DATASET ENTRIES –

● ● ● ●

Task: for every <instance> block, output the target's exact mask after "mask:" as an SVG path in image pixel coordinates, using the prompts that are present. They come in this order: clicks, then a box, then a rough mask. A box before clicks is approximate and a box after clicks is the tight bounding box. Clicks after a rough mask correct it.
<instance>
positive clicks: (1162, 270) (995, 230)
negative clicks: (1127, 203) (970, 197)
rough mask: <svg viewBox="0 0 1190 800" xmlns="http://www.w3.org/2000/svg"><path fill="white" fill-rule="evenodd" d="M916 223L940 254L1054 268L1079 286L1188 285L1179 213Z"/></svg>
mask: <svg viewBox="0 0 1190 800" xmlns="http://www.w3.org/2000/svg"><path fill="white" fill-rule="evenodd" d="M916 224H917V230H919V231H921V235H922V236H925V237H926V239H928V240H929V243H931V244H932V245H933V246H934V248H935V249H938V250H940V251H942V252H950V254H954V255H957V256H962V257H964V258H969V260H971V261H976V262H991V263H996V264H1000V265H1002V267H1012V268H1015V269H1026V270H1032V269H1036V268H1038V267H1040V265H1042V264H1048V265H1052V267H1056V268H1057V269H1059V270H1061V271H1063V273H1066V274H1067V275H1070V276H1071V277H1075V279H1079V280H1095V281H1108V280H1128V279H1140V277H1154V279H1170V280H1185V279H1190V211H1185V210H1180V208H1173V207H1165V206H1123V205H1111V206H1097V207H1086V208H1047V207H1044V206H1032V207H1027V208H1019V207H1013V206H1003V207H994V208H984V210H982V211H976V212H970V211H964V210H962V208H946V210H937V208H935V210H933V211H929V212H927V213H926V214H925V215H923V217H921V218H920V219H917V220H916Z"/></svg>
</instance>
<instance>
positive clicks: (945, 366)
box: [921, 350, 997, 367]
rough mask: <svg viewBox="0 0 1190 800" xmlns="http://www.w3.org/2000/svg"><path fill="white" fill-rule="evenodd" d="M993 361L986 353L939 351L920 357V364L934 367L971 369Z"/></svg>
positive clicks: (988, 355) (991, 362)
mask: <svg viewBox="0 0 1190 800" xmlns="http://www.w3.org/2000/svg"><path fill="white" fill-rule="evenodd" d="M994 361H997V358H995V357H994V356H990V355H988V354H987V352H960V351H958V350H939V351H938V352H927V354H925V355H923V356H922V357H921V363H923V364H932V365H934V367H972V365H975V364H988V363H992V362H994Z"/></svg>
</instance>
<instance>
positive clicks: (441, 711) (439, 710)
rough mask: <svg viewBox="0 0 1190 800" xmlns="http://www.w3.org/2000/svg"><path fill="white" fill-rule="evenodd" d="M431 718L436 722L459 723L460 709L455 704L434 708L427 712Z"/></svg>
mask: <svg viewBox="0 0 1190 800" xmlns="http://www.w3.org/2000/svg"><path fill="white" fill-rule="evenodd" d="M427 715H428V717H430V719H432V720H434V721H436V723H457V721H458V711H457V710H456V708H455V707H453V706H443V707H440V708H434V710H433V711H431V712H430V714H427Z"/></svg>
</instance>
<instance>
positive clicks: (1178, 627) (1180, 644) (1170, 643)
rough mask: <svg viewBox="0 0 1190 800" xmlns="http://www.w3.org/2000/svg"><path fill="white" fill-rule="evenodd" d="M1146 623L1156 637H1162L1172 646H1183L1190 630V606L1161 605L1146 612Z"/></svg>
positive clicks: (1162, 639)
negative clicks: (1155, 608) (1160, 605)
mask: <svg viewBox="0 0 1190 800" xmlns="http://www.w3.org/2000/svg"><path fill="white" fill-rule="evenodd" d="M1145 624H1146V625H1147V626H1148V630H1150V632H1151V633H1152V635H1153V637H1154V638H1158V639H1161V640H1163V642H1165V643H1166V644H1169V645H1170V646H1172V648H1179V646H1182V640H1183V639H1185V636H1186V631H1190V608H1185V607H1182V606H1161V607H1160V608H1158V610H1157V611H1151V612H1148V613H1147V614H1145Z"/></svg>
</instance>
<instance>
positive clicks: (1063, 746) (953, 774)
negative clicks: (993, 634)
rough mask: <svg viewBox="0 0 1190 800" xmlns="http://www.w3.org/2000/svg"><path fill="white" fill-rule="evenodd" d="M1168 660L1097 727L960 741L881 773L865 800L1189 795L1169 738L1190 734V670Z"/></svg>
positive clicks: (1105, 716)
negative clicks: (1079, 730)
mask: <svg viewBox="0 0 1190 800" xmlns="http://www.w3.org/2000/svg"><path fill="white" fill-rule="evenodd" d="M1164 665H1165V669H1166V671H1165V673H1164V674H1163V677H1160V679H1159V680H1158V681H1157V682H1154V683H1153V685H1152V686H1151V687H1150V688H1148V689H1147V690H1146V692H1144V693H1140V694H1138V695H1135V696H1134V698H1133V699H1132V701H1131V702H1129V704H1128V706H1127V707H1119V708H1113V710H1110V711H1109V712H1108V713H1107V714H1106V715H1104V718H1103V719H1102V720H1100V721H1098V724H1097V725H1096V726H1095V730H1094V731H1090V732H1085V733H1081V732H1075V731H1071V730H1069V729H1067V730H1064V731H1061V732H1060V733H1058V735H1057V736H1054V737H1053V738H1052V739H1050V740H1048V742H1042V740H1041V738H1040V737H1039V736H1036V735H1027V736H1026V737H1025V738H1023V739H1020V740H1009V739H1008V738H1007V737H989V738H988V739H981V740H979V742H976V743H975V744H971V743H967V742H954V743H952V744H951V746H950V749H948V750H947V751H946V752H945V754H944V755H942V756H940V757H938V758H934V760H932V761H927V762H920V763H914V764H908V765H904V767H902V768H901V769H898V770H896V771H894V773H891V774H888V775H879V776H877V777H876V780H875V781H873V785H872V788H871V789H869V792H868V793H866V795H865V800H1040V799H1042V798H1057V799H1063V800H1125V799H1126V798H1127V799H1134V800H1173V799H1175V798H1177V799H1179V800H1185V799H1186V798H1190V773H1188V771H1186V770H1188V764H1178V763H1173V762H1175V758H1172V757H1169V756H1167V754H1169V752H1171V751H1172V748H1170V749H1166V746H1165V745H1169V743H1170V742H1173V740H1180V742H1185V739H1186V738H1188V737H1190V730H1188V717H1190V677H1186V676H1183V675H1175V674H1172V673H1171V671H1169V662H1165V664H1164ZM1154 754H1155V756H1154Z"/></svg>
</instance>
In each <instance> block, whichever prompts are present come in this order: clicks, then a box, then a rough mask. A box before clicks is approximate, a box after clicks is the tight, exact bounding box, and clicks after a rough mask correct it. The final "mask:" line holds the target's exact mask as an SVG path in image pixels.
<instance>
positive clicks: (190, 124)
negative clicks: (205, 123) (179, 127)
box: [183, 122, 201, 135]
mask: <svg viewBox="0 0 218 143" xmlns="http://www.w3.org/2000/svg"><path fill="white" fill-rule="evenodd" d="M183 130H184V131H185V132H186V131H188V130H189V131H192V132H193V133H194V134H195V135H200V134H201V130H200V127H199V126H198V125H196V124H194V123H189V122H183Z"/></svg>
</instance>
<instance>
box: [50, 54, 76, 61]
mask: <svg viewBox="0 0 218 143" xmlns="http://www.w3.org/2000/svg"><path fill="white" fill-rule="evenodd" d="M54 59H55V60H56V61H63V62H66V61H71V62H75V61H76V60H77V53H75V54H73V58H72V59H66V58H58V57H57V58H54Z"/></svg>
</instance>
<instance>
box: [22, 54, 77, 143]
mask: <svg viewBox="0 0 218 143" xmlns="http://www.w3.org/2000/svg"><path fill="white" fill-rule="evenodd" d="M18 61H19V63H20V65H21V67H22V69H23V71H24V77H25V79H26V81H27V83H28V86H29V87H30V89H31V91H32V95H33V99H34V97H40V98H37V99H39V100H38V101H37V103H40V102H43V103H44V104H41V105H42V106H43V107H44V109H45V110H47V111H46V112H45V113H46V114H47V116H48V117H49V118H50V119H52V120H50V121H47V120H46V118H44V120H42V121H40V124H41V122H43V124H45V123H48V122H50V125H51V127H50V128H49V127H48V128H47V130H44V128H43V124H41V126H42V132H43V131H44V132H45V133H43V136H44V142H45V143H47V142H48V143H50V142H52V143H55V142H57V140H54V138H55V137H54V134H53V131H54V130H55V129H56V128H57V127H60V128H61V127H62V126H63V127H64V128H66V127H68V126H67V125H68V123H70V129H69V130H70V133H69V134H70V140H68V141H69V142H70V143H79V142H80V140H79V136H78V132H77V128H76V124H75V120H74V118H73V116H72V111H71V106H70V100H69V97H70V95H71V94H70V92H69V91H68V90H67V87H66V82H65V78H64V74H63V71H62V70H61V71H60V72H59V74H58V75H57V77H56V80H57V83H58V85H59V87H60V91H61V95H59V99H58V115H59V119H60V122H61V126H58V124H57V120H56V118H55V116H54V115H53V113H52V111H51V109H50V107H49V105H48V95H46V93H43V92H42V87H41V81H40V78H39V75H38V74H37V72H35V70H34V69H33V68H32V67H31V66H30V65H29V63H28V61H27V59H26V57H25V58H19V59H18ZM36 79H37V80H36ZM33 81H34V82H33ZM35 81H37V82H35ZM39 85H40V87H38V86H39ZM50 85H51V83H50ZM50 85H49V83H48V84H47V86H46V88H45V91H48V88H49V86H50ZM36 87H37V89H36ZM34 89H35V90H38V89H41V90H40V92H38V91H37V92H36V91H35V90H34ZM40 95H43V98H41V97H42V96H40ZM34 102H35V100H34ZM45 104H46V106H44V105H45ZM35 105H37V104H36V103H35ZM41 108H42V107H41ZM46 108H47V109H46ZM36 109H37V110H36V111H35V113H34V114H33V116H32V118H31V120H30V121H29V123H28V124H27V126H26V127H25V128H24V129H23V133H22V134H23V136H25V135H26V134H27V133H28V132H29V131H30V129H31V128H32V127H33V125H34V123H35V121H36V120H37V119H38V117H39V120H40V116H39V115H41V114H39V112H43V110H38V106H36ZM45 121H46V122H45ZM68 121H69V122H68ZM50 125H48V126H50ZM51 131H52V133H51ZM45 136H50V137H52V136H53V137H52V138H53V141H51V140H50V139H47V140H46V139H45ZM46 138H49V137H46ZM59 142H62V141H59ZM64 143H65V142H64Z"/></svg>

● ● ● ●

INSTRUCTION –
Can you render the data starting at the line containing "negative clicks: (1155, 608) (1160, 605)" and ending at the line containing "positive clicks: (1105, 716)", both included, as a numbered list with blank lines omitted?

WORKED SOLUTION –
1. negative clicks: (1155, 608) (1160, 605)
2. mask: <svg viewBox="0 0 1190 800" xmlns="http://www.w3.org/2000/svg"><path fill="white" fill-rule="evenodd" d="M1145 624H1146V625H1147V626H1148V630H1150V632H1151V633H1152V635H1153V637H1154V638H1158V639H1161V640H1163V642H1165V643H1166V644H1169V645H1170V646H1172V648H1179V646H1182V640H1183V639H1185V636H1186V631H1190V608H1185V607H1182V606H1161V607H1160V608H1158V610H1157V611H1151V612H1148V613H1147V614H1145Z"/></svg>
3. </instance>
4. <instance>
5. positive clicks: (1063, 746) (953, 774)
6. negative clicks: (993, 634)
7. rough mask: <svg viewBox="0 0 1190 800" xmlns="http://www.w3.org/2000/svg"><path fill="white" fill-rule="evenodd" d="M1168 660L1097 727L960 741L881 773L865 800L1189 795L1169 738L1190 734V670Z"/></svg>
8. positive clicks: (1105, 716)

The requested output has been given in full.